One thing that has always stuck with me about that tour is when the first guests came onboard: one of them burst into tears when she saw the butlers standing at the gangway. She addressed them by name. Other guests came up and gave crew members big hugs, and I remember asking the receptionist if this was some kind of group cruise reunion. “No,” she replied. “They’re our guests.”
Four years later, I get to step onboard again – and stay onboard for 11 wonderful days. Having sailed several times with Silversea since that first tour, I now understand the reaction of those guests: I am always thrilled to see crew members that I have come to know well, and none are more personable (so it seems) than those on Silversea.
Although cruise ships began to use the Port of Seattle back in 1999, Vancouver has been the de-facto home of Alaskan cruising for generations. Even at the turn of the last century, Vancouver was a hub for steamships headed to Alaska, California, and the Orient, with Canadian Pacific maintaining a huge coastal and transpacific fleet that homeported here.
The advent of the jet-age changed the way people travel, and what were originally designed as transportation networks gradually became focused on tourism in Alaska and British Columbia. At one time, cruise ships in Vancouver were so plentiful that all of the berths at Canada Place and nearby Ballantyne Pierwere in active use. The Great Recession and the Alaskan Head Tax initiative in 2006 absolutely clobbered the Alaskan cruise market for a few years, but it has since bounced back, with Port Metro Vancouver enjoying one of its best years in a long time in 2014.

* PROVIDED DATA:

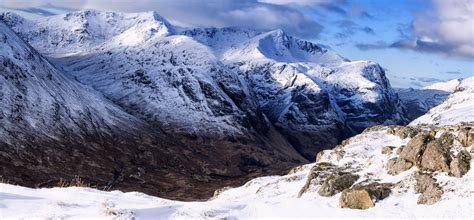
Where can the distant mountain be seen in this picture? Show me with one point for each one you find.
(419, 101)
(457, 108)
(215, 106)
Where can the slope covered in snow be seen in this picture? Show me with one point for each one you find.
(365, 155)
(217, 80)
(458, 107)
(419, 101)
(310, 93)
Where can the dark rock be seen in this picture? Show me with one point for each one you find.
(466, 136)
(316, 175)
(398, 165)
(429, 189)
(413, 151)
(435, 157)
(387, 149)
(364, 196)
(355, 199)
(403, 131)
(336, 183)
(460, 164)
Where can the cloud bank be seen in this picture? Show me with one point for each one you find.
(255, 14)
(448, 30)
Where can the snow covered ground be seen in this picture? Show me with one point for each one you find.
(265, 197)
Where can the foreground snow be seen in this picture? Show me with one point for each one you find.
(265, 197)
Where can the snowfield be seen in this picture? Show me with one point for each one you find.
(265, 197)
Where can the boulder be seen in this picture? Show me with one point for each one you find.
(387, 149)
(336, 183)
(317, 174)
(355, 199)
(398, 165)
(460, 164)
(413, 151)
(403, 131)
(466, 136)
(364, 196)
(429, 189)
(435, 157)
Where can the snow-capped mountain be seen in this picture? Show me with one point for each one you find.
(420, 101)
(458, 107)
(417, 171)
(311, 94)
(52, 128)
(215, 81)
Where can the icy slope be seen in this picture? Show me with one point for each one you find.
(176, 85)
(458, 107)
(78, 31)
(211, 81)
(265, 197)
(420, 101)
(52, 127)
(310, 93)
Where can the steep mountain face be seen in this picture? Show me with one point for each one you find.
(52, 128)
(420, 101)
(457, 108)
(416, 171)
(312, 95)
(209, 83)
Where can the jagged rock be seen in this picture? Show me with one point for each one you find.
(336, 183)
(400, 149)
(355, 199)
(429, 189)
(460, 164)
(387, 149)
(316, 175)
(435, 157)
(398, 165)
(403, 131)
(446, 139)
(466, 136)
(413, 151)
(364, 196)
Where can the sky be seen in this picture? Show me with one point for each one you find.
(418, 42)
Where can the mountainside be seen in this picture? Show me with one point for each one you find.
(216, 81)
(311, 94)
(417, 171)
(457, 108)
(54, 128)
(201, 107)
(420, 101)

...

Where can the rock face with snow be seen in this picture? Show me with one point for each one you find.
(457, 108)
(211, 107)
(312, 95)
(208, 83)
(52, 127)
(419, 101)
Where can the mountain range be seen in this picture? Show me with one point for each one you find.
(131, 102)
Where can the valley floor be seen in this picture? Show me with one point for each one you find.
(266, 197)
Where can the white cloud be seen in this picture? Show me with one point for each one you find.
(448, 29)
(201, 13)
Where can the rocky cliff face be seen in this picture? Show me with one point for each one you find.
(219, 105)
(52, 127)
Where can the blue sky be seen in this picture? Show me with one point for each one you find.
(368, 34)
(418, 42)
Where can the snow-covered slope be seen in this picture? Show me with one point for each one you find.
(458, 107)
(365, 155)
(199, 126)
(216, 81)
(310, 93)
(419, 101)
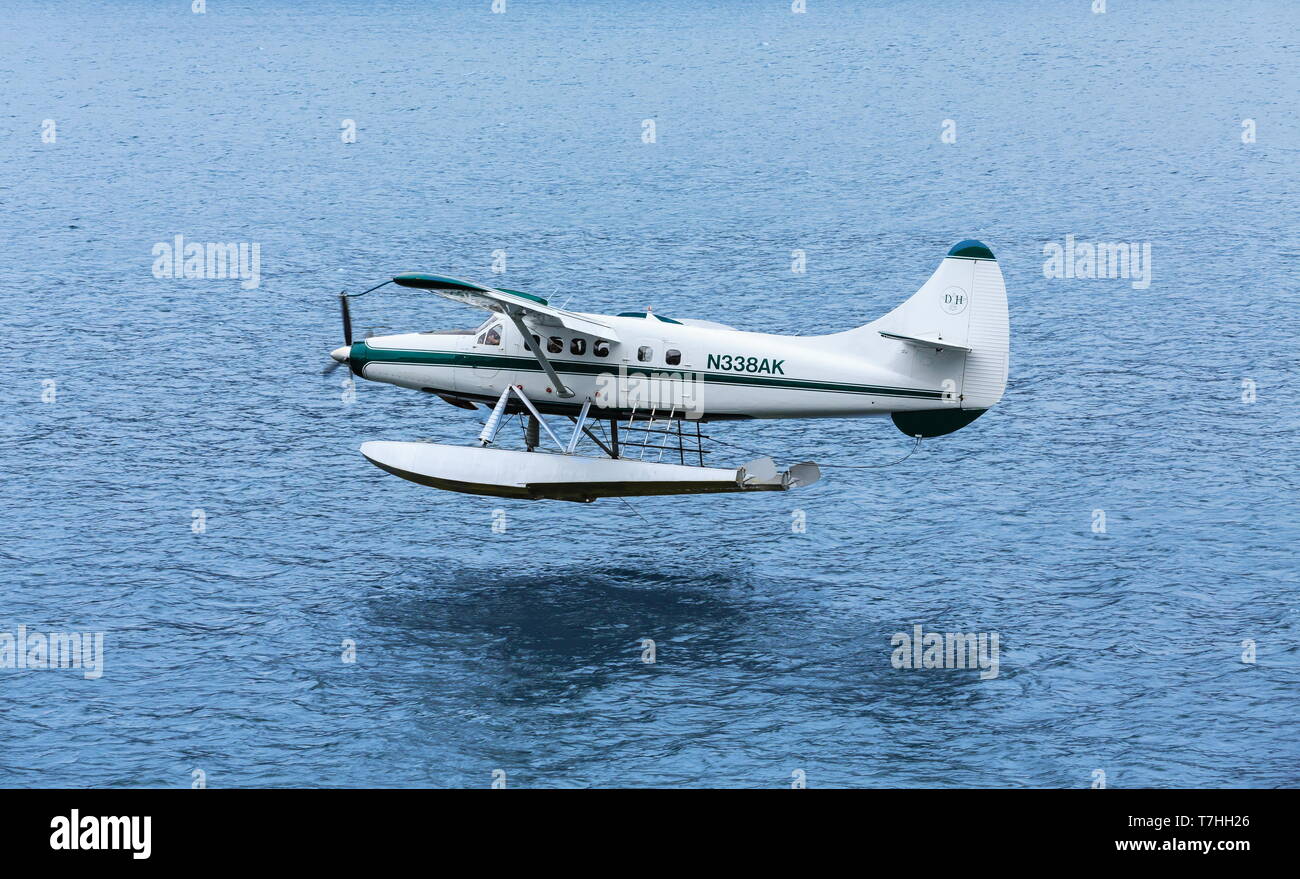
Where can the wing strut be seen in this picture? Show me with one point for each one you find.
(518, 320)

* GIVEN TASK 1: According to the cruise excerpt, in what year did cruise ships begin using the Port of Seattle?
* GIVEN TASK 2: Reproduce word for word the part of the cruise excerpt that opens with the words containing "Although cruise ships" and closes with "that homeported here.".
Work only from the cruise excerpt and leave the listing out of it.

* SOLUTION 1: 1999

* SOLUTION 2:
Although cruise ships began to use the Port of Seattle back in 1999, Vancouver has been the de-facto home of Alaskan cruising for generations. Even at the turn of the last century, Vancouver was a hub for steamships headed to Alaska, California, and the Orient, with Canadian Pacific maintaining a huge coastal and transpacific fleet that homeported here.